## Your objective
Pictures in the listing do not belong in the copy, which should repeat exactly the lines from the one holding "Query: tree" through the last line.

Segment Start: Data for analysis

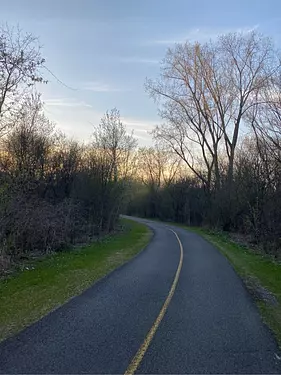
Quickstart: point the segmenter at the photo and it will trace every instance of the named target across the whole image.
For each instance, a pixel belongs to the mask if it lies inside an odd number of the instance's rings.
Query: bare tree
[[[137,174],[145,185],[156,189],[170,185],[178,175],[181,159],[159,145],[140,148],[137,155]]]
[[[126,177],[131,169],[130,157],[137,141],[133,132],[127,133],[116,108],[105,113],[93,135],[94,146],[103,150],[111,161],[114,181],[119,177]]]
[[[232,180],[240,127],[247,112],[262,104],[261,93],[280,72],[280,60],[272,41],[255,31],[220,37],[218,53],[228,81],[228,90],[221,94],[230,97],[229,108],[221,111],[220,117],[229,159],[228,174]],[[217,94],[218,103],[222,95]]]
[[[16,122],[30,87],[43,82],[44,62],[36,37],[19,28],[0,27],[0,135]]]
[[[281,72],[260,93],[259,100],[261,103],[252,108],[247,120],[256,135],[261,157],[270,152],[281,162]],[[264,152],[265,148],[267,153]]]
[[[224,149],[232,181],[243,120],[279,69],[271,40],[256,32],[226,34],[203,45],[176,45],[167,52],[160,79],[146,84],[166,121],[156,137],[208,188],[213,171],[220,185],[219,153]]]
[[[12,171],[20,177],[22,188],[27,188],[30,180],[44,178],[53,131],[54,124],[43,113],[40,95],[27,97],[12,132],[8,138],[2,139],[13,163]]]
[[[209,189],[214,166],[218,170],[222,130],[204,85],[204,54],[199,44],[169,49],[160,79],[147,81],[146,87],[159,100],[160,115],[166,120],[156,129],[156,138],[168,144]]]

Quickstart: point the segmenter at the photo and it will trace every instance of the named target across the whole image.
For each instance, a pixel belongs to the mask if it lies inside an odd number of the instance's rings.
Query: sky
[[[139,145],[161,119],[144,90],[168,47],[257,29],[281,46],[280,0],[0,0],[1,23],[39,37],[49,80],[48,117],[88,141],[105,111],[118,108]],[[60,81],[62,83],[60,83]]]

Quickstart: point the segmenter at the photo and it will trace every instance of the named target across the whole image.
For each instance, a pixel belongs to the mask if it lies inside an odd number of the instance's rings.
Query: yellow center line
[[[178,264],[178,268],[177,268],[177,272],[175,274],[175,277],[174,277],[174,281],[173,281],[173,284],[171,286],[171,289],[169,291],[169,294],[159,312],[159,315],[158,317],[156,318],[155,322],[153,323],[150,331],[148,332],[144,342],[142,343],[142,345],[140,346],[139,350],[137,351],[136,355],[134,356],[134,358],[132,359],[131,363],[129,364],[126,372],[125,372],[125,375],[133,375],[135,373],[135,371],[137,370],[137,368],[139,367],[156,331],[157,331],[157,328],[159,327],[166,311],[167,311],[167,308],[172,300],[172,297],[175,293],[175,290],[176,290],[176,286],[177,286],[177,283],[179,281],[179,276],[180,276],[180,272],[181,272],[181,268],[182,268],[182,263],[183,263],[183,246],[182,246],[182,243],[179,239],[179,236],[177,235],[176,232],[174,232],[172,229],[170,229],[171,232],[174,233],[174,235],[176,236],[177,240],[178,240],[178,243],[180,245],[180,260],[179,260],[179,264]]]

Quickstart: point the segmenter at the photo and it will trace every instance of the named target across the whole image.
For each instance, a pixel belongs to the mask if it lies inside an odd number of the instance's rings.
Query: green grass
[[[264,322],[271,328],[281,347],[281,264],[267,255],[258,254],[233,242],[227,234],[203,228],[187,228],[216,246],[232,263],[246,287],[255,294],[255,286],[262,286],[275,296],[277,304],[256,298]],[[252,289],[252,290],[251,290]]]
[[[122,265],[149,242],[143,224],[122,219],[123,232],[89,246],[56,253],[33,262],[0,281],[0,341],[37,321]]]

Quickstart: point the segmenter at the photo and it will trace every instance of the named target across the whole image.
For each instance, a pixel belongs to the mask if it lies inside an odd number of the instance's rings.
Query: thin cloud
[[[134,132],[134,136],[142,145],[149,145],[152,142],[151,131],[155,129],[159,122],[147,119],[122,117],[123,123],[128,131]]]
[[[175,43],[183,43],[186,40],[194,40],[196,38],[204,38],[205,32],[200,31],[200,29],[192,29],[187,34],[178,35],[173,38],[168,39],[159,39],[153,40],[151,44],[175,44]]]
[[[77,101],[71,98],[53,98],[45,99],[44,104],[49,107],[87,107],[92,108],[92,106],[83,101]]]
[[[131,91],[128,88],[114,87],[105,83],[100,82],[87,82],[82,86],[83,90],[93,91],[93,92],[123,92]]]
[[[126,64],[159,64],[159,60],[142,57],[122,57],[118,61]]]
[[[124,122],[125,125],[129,127],[133,127],[135,129],[143,129],[146,131],[147,129],[152,130],[157,124],[157,121],[153,120],[144,120],[140,118],[132,118],[132,117],[121,117],[121,120]]]
[[[217,30],[196,28],[196,29],[189,30],[187,33],[182,33],[172,38],[148,41],[148,44],[171,45],[171,44],[176,44],[176,43],[184,43],[186,41],[206,42],[210,39],[217,38],[221,34],[226,34],[229,32],[249,33],[251,31],[258,29],[258,27],[259,25],[254,25],[251,27],[242,27],[242,28],[236,28],[236,29],[217,29]]]

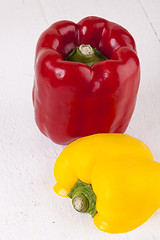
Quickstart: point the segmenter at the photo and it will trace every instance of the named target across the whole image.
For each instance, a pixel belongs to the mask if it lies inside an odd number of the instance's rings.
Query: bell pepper
[[[69,144],[54,166],[54,191],[93,217],[98,229],[124,233],[160,207],[160,163],[140,140],[95,134]]]
[[[135,42],[122,26],[99,17],[56,22],[36,47],[37,126],[64,145],[95,133],[123,133],[139,81]]]

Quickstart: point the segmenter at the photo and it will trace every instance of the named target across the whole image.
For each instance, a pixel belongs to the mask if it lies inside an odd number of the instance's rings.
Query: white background
[[[141,84],[126,133],[160,162],[160,0],[0,0],[0,240],[160,239],[160,211],[132,232],[111,235],[52,190],[63,147],[34,122],[35,46],[53,22],[88,15],[121,24],[136,40]]]

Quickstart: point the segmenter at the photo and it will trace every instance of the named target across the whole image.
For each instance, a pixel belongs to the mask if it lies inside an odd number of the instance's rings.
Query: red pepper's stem
[[[92,66],[96,62],[107,60],[107,58],[91,45],[81,44],[76,47],[66,58],[67,61],[81,62]]]
[[[86,57],[93,57],[94,56],[94,51],[93,48],[91,47],[91,45],[85,45],[85,44],[81,44],[78,47],[78,51]]]

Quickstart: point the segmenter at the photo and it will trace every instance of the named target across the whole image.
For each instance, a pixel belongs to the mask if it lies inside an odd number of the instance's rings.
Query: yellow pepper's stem
[[[78,212],[87,212],[92,217],[97,213],[96,195],[90,184],[84,183],[78,179],[68,196],[72,198],[72,205]]]
[[[72,205],[78,212],[86,212],[89,206],[88,199],[83,194],[74,195]]]

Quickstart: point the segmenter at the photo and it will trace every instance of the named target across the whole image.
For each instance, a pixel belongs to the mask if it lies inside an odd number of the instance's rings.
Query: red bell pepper
[[[136,46],[126,29],[99,17],[56,22],[36,48],[36,123],[58,144],[95,133],[123,133],[139,81]]]

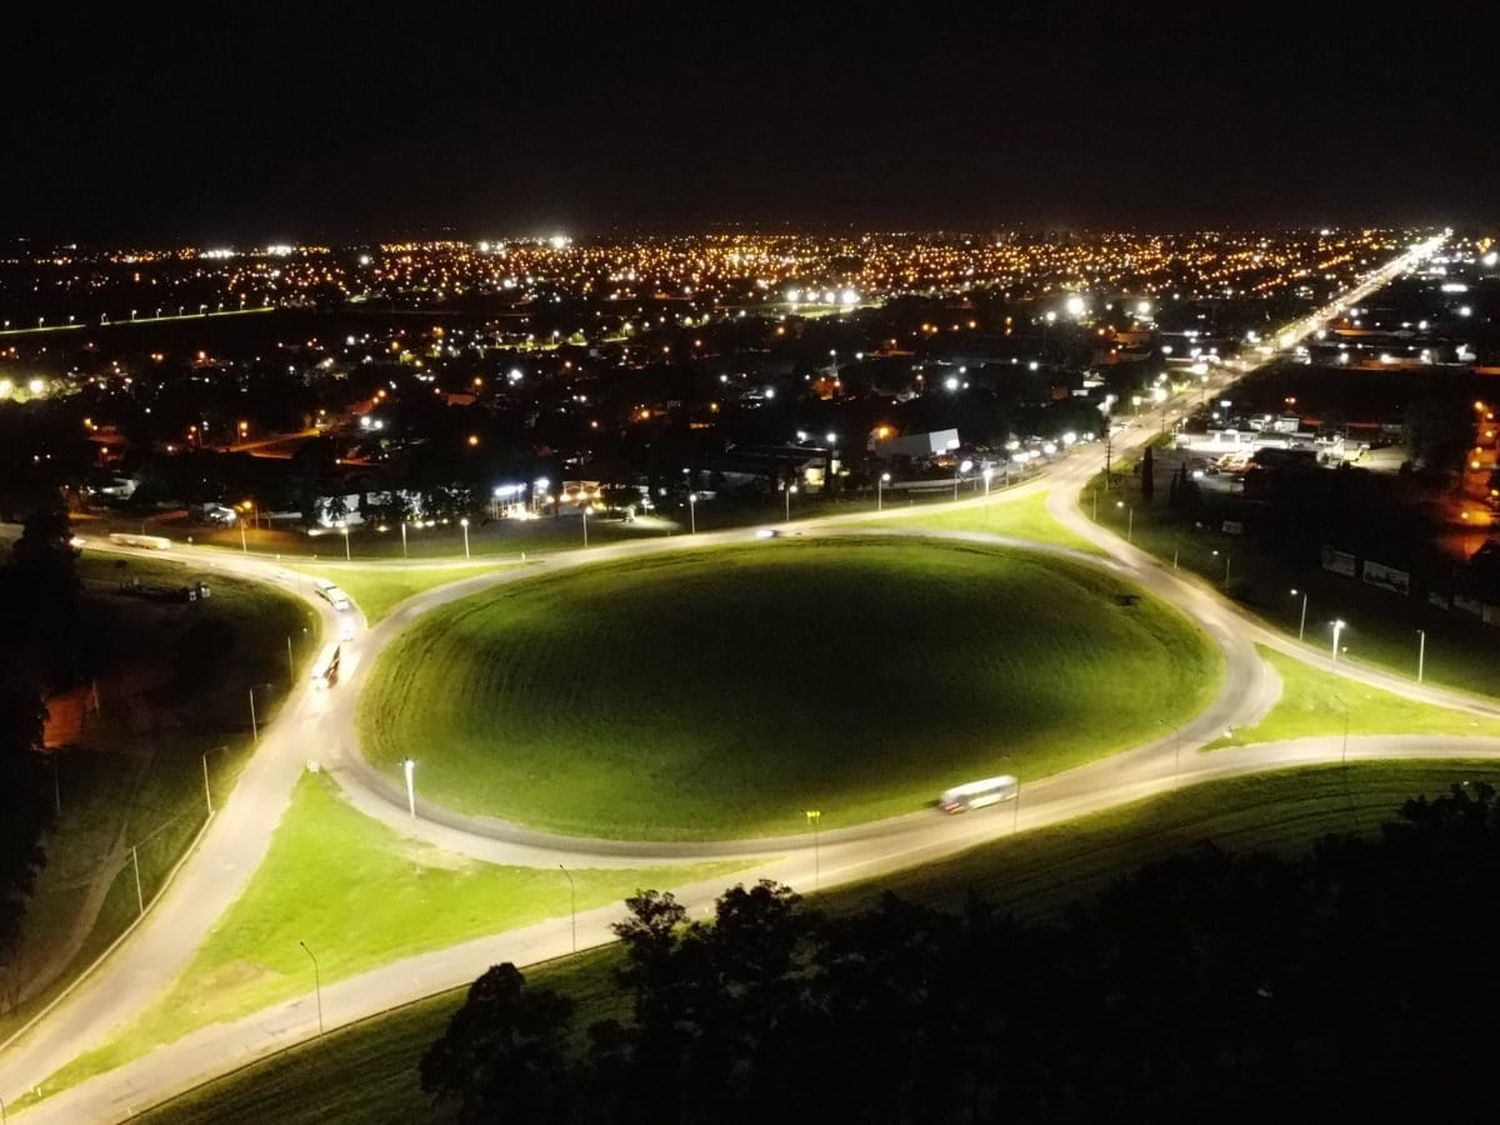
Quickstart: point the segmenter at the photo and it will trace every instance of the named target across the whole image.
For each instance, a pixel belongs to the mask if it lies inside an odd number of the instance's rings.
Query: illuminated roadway
[[[1407,255],[1393,262],[1356,290],[1344,294],[1337,306],[1300,322],[1295,337],[1313,331],[1338,307],[1363,300],[1405,268]],[[1241,363],[1223,365],[1208,388],[1222,385],[1247,369]],[[1253,366],[1253,365],[1249,365]],[[1196,389],[1195,392],[1196,393]],[[1187,396],[1179,399],[1185,401]],[[1172,403],[1166,406],[1172,406]],[[1172,415],[1167,415],[1171,417]],[[1156,430],[1127,428],[1114,440],[1116,456],[1130,456]],[[1279,684],[1256,655],[1264,644],[1309,663],[1328,665],[1327,651],[1292,641],[1239,611],[1197,578],[1175,573],[1083,517],[1074,500],[1079,488],[1103,464],[1098,447],[1078,450],[1046,471],[1045,476],[997,493],[932,505],[924,511],[941,512],[1000,504],[1038,491],[1048,492],[1053,514],[1079,535],[1103,546],[1108,557],[1046,544],[1010,540],[979,533],[934,533],[899,526],[907,509],[884,513],[890,528],[870,525],[881,521],[875,513],[801,521],[791,525],[803,535],[913,534],[928,537],[1010,545],[1066,556],[1082,565],[1104,568],[1149,589],[1188,613],[1219,646],[1225,659],[1223,686],[1201,714],[1180,730],[1164,728],[1156,741],[1102,761],[1036,781],[1023,781],[1019,808],[1006,804],[964,817],[915,813],[875,824],[823,832],[817,847],[810,837],[733,843],[629,843],[591,841],[535,832],[501,821],[463,817],[419,802],[417,819],[407,814],[404,790],[369,767],[354,743],[354,708],[358,689],[375,655],[416,617],[470,593],[531,578],[616,559],[636,558],[660,551],[699,549],[744,542],[744,529],[703,533],[665,540],[644,540],[561,551],[522,568],[480,575],[418,594],[398,606],[374,629],[360,619],[355,641],[348,646],[346,675],[331,692],[297,687],[276,721],[266,729],[255,755],[246,766],[229,801],[209,823],[197,848],[177,877],[162,893],[140,925],[99,968],[83,978],[50,1011],[35,1021],[19,1042],[7,1044],[0,1055],[0,1096],[10,1104],[34,1083],[46,1078],[92,1047],[107,1042],[114,1031],[142,1011],[191,960],[213,924],[240,896],[264,858],[271,836],[285,812],[298,777],[309,762],[317,762],[338,780],[351,803],[403,835],[420,838],[446,850],[498,863],[569,867],[660,866],[674,861],[744,856],[747,867],[710,883],[674,888],[694,913],[710,908],[725,886],[753,878],[772,878],[803,890],[869,878],[883,872],[923,863],[976,844],[1010,834],[1058,824],[1090,812],[1114,807],[1177,786],[1259,772],[1282,766],[1350,759],[1500,757],[1500,739],[1462,736],[1341,736],[1300,739],[1259,746],[1236,747],[1199,754],[1197,750],[1226,727],[1253,724],[1274,704]],[[102,545],[101,545],[102,546]],[[135,553],[123,549],[124,553]],[[141,552],[159,556],[159,552]],[[452,560],[442,560],[451,564]],[[296,590],[317,606],[334,634],[335,615],[311,595],[305,578],[290,575],[272,560],[228,552],[195,552],[195,563],[245,577],[277,582]],[[356,615],[357,616],[357,615]],[[1500,716],[1500,707],[1402,677],[1341,664],[1342,675],[1399,693],[1413,700],[1467,710],[1476,715]],[[816,868],[816,876],[815,876]],[[561,887],[560,887],[561,890]],[[561,894],[559,900],[562,901]],[[578,915],[579,947],[609,940],[609,924],[619,917],[612,904]],[[332,983],[322,990],[327,1026],[337,1027],[393,1005],[461,985],[498,961],[529,964],[560,956],[572,948],[566,915],[523,929],[479,938],[447,949],[406,957],[359,976]],[[242,1065],[316,1033],[317,1017],[311,994],[275,1005],[227,1024],[193,1032],[173,1044],[153,1050],[125,1065],[47,1098],[27,1111],[30,1121],[115,1121],[159,1102],[215,1074]]]

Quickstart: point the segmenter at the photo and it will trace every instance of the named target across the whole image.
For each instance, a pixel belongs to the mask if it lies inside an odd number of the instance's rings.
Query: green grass
[[[727,874],[746,861],[646,870],[579,868],[578,909],[641,887]],[[326,986],[401,957],[542,921],[569,909],[555,868],[502,867],[404,839],[307,775],[265,862],[182,975],[104,1046],[43,1083],[56,1093],[212,1023],[308,992],[306,942]]]
[[[462,578],[473,578],[477,574],[492,574],[521,565],[511,560],[488,563],[457,564],[454,566],[401,567],[390,563],[360,566],[335,562],[328,566],[296,565],[289,569],[314,578],[327,578],[337,582],[344,592],[354,600],[365,615],[365,621],[374,625],[397,605],[414,594],[457,582]]]
[[[1083,536],[1069,530],[1047,510],[1046,492],[1028,492],[1010,497],[996,493],[983,507],[950,512],[925,512],[913,508],[899,516],[871,520],[867,527],[923,527],[938,531],[980,531],[988,535],[1009,535],[1037,543],[1055,543],[1090,554],[1102,554]]]
[[[704,838],[922,808],[1146,741],[1217,649],[1092,569],[937,540],[779,541],[508,584],[373,669],[365,753],[429,799],[557,831]]]
[[[1494,626],[1462,610],[1429,605],[1425,598],[1401,597],[1332,574],[1315,561],[1279,557],[1262,549],[1253,537],[1224,534],[1208,513],[1198,513],[1198,522],[1205,526],[1194,527],[1193,516],[1174,517],[1168,510],[1162,469],[1158,468],[1157,476],[1151,504],[1141,502],[1135,478],[1116,476],[1110,491],[1100,493],[1098,522],[1125,535],[1127,512],[1115,506],[1123,499],[1135,509],[1137,547],[1169,566],[1175,558],[1182,570],[1200,575],[1220,590],[1225,589],[1227,559],[1228,593],[1273,628],[1297,635],[1300,595],[1306,591],[1309,643],[1327,651],[1332,639],[1330,623],[1342,619],[1348,625],[1341,634],[1347,649],[1341,660],[1415,678],[1417,631],[1422,630],[1427,635],[1426,682],[1475,695],[1500,696],[1500,660],[1495,659],[1500,632]],[[1079,506],[1092,515],[1088,489],[1081,494]],[[1297,596],[1291,594],[1293,589],[1299,591]]]
[[[1346,714],[1350,734],[1500,737],[1500,720],[1403,699],[1380,688],[1324,672],[1274,649],[1262,647],[1260,654],[1281,677],[1281,699],[1255,726],[1217,740],[1214,748],[1342,734]]]
[[[1329,832],[1369,833],[1418,793],[1461,780],[1500,785],[1500,766],[1452,762],[1359,763],[1210,782],[1066,825],[1002,840],[952,859],[818,896],[824,909],[868,905],[886,890],[954,909],[972,891],[1017,913],[1066,907],[1133,866],[1212,840],[1231,850],[1306,850]],[[528,969],[528,981],[579,1001],[580,1024],[619,1016],[609,979],[617,948]],[[151,1125],[215,1121],[360,1123],[444,1121],[422,1094],[416,1067],[463,1002],[446,992],[281,1052],[148,1113]]]
[[[124,562],[121,566],[120,562]],[[116,655],[99,677],[101,711],[88,719],[75,746],[52,755],[61,812],[45,847],[47,866],[28,906],[22,957],[37,964],[82,942],[51,985],[0,1017],[0,1035],[32,1012],[98,956],[137,915],[128,848],[136,845],[141,889],[149,902],[207,815],[203,756],[208,756],[216,802],[233,788],[251,751],[247,692],[252,684],[262,721],[274,716],[291,682],[287,640],[294,656],[312,649],[311,611],[260,583],[207,575],[213,596],[197,603],[144,601],[117,593],[122,580],[180,584],[204,577],[167,560],[129,561],[85,556],[79,574],[86,613]],[[174,649],[195,625],[218,631],[212,651],[193,661],[194,682],[172,675]],[[158,669],[163,682],[127,704],[121,678]],[[116,852],[122,841],[127,849]],[[90,918],[89,885],[108,890]]]

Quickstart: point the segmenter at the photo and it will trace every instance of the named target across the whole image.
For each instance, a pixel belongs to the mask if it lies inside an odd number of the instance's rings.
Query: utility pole
[[[307,948],[307,942],[299,941],[302,952],[312,958],[313,963],[313,994],[318,998],[318,1034],[323,1034],[323,979],[318,973],[318,959],[313,957],[313,951]]]
[[[557,869],[568,877],[568,914],[573,919],[573,952],[578,952],[578,888],[573,883],[573,873],[562,864]]]
[[[146,913],[146,896],[141,893],[141,857],[134,844],[130,845],[130,865],[135,868],[135,906],[142,915]]]
[[[805,814],[807,823],[812,826],[813,834],[813,890],[818,890],[822,883],[821,863],[818,856],[818,824],[823,819],[822,809],[808,809]]]

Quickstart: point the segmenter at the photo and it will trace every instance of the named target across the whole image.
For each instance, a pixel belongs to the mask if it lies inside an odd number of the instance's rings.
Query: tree
[[[456,1101],[463,1122],[566,1120],[572,1022],[571,1000],[528,989],[514,965],[496,965],[422,1056],[422,1089]]]
[[[1151,503],[1156,495],[1156,456],[1150,445],[1141,454],[1141,499]]]
[[[46,862],[41,840],[52,822],[42,757],[46,718],[32,684],[0,676],[0,961],[20,943],[26,902]]]

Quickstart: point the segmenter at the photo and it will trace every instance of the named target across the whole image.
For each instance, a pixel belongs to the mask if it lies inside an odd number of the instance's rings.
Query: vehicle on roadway
[[[318,591],[318,596],[337,610],[351,608],[349,595],[340,590],[337,585],[326,578],[314,578],[313,589]]]
[[[339,656],[342,650],[337,644],[323,646],[318,659],[313,663],[313,687],[329,688],[339,682]]]
[[[986,805],[998,805],[1001,801],[1013,801],[1020,795],[1021,783],[1010,774],[1002,774],[944,789],[938,797],[938,808],[945,813],[968,812]]]
[[[165,551],[172,541],[164,535],[133,535],[128,531],[112,531],[109,541],[117,547],[145,547],[151,551]]]

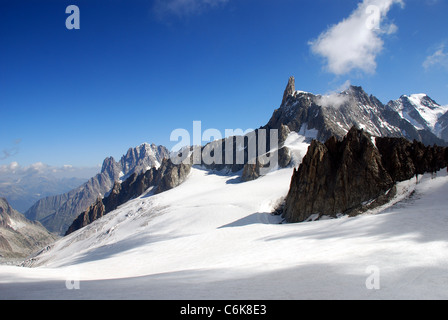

Segment End: Data for analysis

## Answer section
Query: tree
[[[456,1101],[463,1122],[566,1120],[572,1022],[571,1000],[528,989],[514,965],[496,965],[422,1056],[422,1089]]]
[[[1151,503],[1156,495],[1156,456],[1150,445],[1141,454],[1141,499]]]
[[[46,862],[41,840],[52,822],[42,757],[46,718],[32,684],[0,676],[0,961],[20,943],[26,902]]]

Quickstart: point the segmenter at the photo and it will trace every instance of the named target across the whole image.
For each instance, a pixel belongs to the mask if it lies inside an odd number of the instance's rings.
Query: vehicle on roadway
[[[318,591],[318,596],[337,610],[351,608],[349,595],[340,590],[337,585],[326,578],[314,578],[313,589]]]
[[[339,656],[342,650],[337,644],[323,646],[318,659],[313,663],[313,687],[329,688],[339,682]]]
[[[986,805],[998,805],[1001,801],[1013,801],[1020,795],[1021,783],[1010,774],[1002,774],[944,789],[938,797],[938,808],[945,813],[968,812]]]
[[[165,551],[172,541],[164,535],[133,535],[128,531],[112,531],[109,541],[117,547],[145,547],[151,551]]]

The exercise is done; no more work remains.